Point-per-instance localization data
------------------------------

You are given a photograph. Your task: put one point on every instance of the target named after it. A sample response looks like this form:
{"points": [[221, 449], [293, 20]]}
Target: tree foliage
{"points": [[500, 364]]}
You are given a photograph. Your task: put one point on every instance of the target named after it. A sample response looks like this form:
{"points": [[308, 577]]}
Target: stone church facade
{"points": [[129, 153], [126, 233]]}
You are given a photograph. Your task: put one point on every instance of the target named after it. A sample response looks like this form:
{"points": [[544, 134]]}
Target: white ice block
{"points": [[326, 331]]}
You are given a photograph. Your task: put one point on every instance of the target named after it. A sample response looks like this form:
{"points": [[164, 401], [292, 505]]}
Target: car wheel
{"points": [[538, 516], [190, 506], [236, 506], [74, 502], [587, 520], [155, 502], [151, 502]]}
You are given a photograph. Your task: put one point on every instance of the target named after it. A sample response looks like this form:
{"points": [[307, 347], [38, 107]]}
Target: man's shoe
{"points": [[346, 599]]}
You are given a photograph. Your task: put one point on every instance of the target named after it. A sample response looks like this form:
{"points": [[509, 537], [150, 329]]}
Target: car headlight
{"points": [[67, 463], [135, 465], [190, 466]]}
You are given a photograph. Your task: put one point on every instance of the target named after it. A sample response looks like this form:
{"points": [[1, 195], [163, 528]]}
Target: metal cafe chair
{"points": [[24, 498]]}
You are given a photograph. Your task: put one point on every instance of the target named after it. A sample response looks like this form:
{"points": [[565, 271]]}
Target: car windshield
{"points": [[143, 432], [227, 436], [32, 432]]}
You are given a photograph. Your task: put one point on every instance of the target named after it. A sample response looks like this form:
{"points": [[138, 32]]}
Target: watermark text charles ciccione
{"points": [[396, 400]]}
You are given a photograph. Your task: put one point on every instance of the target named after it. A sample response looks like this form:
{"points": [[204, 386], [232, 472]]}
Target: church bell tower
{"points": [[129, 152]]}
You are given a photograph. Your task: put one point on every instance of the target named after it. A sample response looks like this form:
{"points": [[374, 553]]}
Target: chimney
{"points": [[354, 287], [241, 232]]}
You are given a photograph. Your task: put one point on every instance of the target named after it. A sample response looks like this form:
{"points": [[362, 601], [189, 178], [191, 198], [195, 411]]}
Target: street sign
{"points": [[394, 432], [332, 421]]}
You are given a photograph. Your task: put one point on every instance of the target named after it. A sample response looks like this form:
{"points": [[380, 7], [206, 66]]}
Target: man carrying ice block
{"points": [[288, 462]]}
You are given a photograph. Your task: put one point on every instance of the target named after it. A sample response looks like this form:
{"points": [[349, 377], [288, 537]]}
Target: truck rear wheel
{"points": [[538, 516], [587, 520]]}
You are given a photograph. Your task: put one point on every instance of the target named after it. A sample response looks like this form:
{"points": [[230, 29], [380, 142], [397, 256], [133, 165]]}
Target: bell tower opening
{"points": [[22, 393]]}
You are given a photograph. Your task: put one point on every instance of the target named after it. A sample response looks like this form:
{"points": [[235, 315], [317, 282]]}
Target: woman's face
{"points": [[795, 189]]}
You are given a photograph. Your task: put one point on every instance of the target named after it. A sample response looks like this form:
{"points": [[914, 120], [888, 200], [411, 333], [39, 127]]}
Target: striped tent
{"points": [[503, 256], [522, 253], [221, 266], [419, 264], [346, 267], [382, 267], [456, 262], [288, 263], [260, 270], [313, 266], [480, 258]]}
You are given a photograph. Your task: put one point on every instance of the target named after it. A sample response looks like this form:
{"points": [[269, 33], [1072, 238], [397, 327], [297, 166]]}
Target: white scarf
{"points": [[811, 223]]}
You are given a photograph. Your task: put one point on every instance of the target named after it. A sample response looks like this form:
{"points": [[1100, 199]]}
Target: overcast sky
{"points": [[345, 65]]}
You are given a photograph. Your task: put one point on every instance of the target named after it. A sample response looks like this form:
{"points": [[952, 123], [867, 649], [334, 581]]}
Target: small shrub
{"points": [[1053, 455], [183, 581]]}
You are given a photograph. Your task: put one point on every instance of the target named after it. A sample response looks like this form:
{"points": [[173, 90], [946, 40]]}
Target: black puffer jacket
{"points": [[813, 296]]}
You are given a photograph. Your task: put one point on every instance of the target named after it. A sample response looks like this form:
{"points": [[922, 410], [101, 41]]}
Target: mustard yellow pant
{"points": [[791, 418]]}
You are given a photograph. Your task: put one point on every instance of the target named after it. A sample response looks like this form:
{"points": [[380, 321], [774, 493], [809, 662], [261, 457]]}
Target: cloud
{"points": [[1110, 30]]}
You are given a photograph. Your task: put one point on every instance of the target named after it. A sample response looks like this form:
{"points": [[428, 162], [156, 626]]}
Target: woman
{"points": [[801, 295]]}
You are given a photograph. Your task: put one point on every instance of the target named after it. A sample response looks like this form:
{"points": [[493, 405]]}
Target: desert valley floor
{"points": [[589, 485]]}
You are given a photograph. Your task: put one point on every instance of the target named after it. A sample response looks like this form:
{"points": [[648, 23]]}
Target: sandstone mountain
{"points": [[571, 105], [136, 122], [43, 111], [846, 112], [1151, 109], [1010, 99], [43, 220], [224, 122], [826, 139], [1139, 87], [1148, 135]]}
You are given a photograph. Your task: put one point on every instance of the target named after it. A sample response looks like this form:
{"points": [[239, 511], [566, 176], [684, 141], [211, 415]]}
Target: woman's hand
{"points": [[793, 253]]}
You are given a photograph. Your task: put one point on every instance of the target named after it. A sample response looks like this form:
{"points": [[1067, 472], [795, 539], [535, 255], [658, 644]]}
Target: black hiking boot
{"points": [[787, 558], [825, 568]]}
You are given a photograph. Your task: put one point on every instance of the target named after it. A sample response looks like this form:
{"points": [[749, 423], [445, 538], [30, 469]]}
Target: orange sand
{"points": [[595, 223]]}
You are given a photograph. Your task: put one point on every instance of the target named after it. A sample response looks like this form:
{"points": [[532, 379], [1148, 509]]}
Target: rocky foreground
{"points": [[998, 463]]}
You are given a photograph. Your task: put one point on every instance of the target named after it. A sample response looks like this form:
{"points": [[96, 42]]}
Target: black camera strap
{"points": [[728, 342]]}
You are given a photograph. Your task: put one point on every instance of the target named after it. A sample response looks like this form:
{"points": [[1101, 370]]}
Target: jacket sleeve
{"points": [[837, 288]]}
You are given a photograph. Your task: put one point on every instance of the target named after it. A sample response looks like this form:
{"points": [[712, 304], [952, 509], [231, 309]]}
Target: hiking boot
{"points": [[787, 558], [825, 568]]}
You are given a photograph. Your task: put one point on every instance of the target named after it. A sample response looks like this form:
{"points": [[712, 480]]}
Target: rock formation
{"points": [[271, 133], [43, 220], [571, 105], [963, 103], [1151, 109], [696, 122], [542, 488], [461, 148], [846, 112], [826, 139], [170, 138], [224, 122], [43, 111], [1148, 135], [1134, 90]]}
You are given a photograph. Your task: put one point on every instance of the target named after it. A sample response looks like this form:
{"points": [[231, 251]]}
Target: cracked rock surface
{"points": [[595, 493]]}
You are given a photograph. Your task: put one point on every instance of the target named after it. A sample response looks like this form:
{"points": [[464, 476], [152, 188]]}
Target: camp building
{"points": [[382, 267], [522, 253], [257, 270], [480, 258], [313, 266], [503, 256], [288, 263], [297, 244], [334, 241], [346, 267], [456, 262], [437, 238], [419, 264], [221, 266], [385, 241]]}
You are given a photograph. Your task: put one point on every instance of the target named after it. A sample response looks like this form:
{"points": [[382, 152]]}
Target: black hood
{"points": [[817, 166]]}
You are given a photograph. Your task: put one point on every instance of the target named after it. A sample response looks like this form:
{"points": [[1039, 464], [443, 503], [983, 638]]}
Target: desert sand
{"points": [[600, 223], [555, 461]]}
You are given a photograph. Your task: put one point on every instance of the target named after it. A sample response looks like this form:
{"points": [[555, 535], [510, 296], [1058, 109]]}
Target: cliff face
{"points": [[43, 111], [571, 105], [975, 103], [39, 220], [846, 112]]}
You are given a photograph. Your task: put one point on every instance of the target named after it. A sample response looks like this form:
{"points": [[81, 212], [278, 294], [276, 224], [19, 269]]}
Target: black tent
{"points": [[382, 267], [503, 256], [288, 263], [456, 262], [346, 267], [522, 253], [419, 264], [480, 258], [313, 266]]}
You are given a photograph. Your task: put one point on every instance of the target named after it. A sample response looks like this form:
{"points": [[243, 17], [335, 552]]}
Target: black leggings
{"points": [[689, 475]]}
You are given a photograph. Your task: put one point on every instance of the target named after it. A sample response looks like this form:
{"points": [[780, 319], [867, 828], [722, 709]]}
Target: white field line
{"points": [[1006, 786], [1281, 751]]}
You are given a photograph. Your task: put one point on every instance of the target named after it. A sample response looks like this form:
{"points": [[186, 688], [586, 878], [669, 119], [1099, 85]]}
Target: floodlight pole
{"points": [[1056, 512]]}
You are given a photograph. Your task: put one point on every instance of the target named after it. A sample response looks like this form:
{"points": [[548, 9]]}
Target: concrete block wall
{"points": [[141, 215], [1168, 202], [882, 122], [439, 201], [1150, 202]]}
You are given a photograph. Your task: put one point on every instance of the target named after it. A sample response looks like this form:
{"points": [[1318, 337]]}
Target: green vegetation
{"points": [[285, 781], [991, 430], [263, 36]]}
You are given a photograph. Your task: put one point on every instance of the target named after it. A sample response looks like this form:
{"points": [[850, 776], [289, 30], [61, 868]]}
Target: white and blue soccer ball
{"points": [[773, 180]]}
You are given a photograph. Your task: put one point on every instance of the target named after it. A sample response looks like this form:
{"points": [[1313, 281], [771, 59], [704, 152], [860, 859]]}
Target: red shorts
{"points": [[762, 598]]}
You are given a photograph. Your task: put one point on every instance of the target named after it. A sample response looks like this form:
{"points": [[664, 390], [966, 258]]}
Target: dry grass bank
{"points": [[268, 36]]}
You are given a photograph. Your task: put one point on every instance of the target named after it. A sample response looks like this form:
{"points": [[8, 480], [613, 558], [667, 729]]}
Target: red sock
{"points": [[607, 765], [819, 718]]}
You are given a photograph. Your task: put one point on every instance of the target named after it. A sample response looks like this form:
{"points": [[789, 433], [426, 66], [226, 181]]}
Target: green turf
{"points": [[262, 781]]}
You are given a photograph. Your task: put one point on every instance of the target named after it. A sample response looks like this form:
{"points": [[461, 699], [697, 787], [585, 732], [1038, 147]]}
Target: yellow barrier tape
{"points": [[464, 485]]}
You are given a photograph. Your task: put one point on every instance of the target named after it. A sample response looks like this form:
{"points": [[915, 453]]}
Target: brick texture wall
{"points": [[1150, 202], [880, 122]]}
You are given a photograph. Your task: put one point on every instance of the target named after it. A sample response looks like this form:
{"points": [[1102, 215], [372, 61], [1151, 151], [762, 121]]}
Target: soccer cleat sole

------------------------------

YOUR INSTRUCTIONS |
The answer is the line holding "Target: white and blue soccer ball" and all the lines after it through the end of the records, repeated exactly.

EXERCISE OUTPUT |
Target: white and blue soccer ball
{"points": [[773, 180]]}
You are given a photograph. Your task: put one point on every instance of the target named after it. A sample response looks like this form:
{"points": [[1313, 281], [771, 59], [704, 152], [860, 859]]}
Target: red shorts
{"points": [[762, 598]]}
You are given a photograph. Your task: put one point on every instance of the target named after it. A sample response looks like this form:
{"points": [[664, 390], [966, 258]]}
Target: dry grass bank
{"points": [[268, 36]]}
You are given a photograph. Your task: put one point on every instance of the target named after it. A sample response looks like this form:
{"points": [[8, 480], [613, 558], [667, 729]]}
Target: red sock
{"points": [[607, 765], [819, 718]]}
You are given a photograph. Your task: put one point on every instance of the target named after it. A sample response looks like this form:
{"points": [[789, 433], [426, 66], [226, 181]]}
Target: green turf
{"points": [[262, 781]]}
You are given a photograph. Your task: put one point on every instance of the target named after it. A sample response looks like this form:
{"points": [[461, 699], [697, 787], [585, 732], [1038, 147]]}
Target: yellow barrier tape
{"points": [[464, 485]]}
You are given a photograph. Your task: put one point on every instance of the target named after it. A sample response looks like this form:
{"points": [[915, 453]]}
Target: brick texture wall
{"points": [[1150, 202], [880, 122]]}
You are given a photograph. Your task: put one point on every instance of the target named after it. A sample response looks like this form:
{"points": [[1102, 215], [372, 61], [1151, 151], [762, 121]]}
Target: soccer cleat sole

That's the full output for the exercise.